BEGIN Supplied entries

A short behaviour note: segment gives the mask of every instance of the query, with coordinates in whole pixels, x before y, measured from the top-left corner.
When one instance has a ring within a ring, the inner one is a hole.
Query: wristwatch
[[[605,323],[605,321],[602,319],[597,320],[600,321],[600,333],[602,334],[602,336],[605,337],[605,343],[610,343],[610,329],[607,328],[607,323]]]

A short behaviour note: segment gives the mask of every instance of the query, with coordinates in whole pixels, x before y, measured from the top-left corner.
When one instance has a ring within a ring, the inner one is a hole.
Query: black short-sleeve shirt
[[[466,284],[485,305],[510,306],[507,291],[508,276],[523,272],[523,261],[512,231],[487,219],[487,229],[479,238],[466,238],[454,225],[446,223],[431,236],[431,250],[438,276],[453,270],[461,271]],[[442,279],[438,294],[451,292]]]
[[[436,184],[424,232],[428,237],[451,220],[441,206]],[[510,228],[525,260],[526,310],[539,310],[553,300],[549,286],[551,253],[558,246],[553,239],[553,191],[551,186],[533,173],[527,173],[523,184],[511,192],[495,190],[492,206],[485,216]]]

END Supplied entries

Only the lines from the one bearing "Query: wristwatch" to the end of the material belong in the answer; set them down verbatim.

**Result for this task**:
Query: wristwatch
[[[605,323],[605,321],[602,319],[597,320],[600,321],[600,333],[602,334],[602,336],[605,337],[605,343],[610,343],[610,329],[607,328],[607,323]]]

A short behaviour note: segment gives the mask of every instance of the query, with coordinates in whole pixels, x before y, measured from the top-left corner.
When one instance has a ring within a ring, the inner one is a hole.
Query: black short-sleeve shirt
[[[466,284],[485,305],[510,306],[507,291],[508,276],[523,272],[523,261],[512,231],[487,219],[487,229],[479,238],[466,238],[454,225],[446,223],[431,236],[431,250],[438,276],[453,270],[461,271]],[[442,279],[438,294],[451,292]]]
[[[436,184],[424,232],[428,237],[451,220],[441,206]],[[510,228],[525,260],[526,310],[539,310],[553,300],[549,286],[551,253],[558,246],[553,239],[553,191],[551,186],[533,173],[527,173],[523,184],[511,192],[495,190],[492,206],[485,216]]]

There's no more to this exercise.